╔══

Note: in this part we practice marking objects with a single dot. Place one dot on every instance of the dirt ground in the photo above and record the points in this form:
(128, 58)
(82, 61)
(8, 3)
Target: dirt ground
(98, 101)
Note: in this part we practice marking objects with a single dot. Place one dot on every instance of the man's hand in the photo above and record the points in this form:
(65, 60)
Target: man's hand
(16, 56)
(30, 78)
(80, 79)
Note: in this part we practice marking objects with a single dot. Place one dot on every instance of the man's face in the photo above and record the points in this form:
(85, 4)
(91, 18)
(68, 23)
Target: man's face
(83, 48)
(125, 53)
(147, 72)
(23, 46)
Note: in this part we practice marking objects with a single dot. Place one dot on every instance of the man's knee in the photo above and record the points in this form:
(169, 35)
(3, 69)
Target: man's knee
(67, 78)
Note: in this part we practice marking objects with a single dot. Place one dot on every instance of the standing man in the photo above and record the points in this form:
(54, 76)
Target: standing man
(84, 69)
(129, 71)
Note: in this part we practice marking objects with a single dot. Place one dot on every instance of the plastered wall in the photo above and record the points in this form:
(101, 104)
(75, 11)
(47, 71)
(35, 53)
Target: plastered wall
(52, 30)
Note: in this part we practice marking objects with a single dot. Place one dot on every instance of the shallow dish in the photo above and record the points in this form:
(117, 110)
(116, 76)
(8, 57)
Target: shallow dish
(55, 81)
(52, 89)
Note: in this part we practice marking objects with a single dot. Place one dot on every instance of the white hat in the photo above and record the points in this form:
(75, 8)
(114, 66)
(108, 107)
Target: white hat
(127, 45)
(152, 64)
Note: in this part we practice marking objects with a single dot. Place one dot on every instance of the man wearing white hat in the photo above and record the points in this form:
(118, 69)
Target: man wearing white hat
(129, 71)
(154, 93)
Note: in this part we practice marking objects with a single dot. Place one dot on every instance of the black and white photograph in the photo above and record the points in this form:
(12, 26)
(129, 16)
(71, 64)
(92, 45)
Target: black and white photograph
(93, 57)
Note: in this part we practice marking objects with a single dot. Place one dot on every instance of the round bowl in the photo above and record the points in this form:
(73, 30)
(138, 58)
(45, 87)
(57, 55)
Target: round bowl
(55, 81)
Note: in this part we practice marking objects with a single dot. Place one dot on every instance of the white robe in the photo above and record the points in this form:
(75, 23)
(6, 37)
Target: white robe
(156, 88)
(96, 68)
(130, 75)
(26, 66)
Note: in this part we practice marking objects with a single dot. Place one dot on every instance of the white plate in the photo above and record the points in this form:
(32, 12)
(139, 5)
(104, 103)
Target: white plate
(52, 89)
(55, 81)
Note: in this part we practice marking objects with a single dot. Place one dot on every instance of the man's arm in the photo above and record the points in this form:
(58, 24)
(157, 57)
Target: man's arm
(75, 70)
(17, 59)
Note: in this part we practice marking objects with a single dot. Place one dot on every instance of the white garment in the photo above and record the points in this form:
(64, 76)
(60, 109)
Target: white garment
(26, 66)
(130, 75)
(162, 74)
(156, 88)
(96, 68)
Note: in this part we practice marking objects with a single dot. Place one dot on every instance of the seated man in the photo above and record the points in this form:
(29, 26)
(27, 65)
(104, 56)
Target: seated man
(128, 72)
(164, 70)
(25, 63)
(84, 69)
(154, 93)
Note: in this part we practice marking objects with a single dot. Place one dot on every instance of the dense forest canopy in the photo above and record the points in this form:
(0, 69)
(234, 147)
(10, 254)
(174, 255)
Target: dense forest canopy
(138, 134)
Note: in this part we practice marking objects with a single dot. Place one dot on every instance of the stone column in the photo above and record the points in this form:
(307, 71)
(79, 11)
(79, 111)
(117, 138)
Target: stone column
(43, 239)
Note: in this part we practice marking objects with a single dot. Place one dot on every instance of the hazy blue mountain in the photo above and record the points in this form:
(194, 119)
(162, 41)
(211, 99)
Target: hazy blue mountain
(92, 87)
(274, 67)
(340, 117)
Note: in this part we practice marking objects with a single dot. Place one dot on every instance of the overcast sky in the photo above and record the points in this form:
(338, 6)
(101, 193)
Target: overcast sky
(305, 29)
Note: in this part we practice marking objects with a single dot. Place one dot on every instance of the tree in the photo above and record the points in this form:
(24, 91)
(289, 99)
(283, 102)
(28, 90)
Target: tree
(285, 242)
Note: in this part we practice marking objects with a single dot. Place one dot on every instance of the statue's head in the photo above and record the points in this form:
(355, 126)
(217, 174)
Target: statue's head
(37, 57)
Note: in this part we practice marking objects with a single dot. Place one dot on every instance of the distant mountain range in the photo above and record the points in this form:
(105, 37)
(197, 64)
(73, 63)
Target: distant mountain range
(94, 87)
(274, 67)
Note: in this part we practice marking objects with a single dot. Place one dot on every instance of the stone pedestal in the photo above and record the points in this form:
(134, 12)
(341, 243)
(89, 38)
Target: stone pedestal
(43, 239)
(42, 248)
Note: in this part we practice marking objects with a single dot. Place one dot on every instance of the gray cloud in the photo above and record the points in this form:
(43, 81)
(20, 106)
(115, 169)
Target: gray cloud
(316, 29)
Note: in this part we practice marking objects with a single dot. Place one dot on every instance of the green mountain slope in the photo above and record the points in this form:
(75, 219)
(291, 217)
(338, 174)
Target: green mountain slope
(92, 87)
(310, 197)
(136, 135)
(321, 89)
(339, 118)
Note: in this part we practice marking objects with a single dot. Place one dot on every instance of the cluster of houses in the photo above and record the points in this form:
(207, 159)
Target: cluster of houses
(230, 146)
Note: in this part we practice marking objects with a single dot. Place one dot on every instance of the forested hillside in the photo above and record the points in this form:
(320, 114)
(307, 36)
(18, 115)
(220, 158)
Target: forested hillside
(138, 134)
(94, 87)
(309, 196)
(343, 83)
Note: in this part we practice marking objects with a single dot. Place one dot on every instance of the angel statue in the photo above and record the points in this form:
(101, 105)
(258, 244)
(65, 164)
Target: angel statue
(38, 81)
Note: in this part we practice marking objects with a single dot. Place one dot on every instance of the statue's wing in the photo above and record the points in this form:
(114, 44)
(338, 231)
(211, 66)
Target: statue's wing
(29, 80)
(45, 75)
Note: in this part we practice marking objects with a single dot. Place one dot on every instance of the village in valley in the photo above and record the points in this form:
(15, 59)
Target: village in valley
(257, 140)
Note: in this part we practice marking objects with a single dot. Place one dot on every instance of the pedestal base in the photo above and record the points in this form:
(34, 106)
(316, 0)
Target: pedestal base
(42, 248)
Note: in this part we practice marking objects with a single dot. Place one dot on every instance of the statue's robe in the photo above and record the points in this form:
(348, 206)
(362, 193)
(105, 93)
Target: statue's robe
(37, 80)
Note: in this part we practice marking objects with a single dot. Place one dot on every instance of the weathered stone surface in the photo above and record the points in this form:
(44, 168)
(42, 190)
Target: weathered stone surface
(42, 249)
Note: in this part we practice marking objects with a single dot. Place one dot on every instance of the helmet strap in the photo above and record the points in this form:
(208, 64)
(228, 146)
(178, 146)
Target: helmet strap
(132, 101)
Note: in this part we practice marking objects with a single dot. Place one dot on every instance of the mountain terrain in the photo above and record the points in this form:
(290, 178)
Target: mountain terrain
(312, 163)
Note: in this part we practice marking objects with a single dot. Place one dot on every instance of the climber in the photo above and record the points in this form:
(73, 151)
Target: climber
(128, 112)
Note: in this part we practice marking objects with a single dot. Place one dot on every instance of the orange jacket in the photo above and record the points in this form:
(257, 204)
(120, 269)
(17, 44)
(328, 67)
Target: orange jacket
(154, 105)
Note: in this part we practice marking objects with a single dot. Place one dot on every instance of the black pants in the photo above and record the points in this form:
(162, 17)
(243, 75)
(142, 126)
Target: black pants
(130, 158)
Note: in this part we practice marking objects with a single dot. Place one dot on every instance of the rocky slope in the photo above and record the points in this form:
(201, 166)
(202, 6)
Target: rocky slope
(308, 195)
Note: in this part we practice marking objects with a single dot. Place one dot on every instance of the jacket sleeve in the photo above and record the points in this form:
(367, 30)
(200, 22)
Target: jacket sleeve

╚══

◆ Assigned task ◆
Each line in the records that carries "sleeve" must be copied out.

◆ Output of the exercise ◆
Note: in this part we practice marking objects with a single dot. Place one dot on every instance of the jacket sleeve in the photo above and record the points in this form:
Target: jacket sleeve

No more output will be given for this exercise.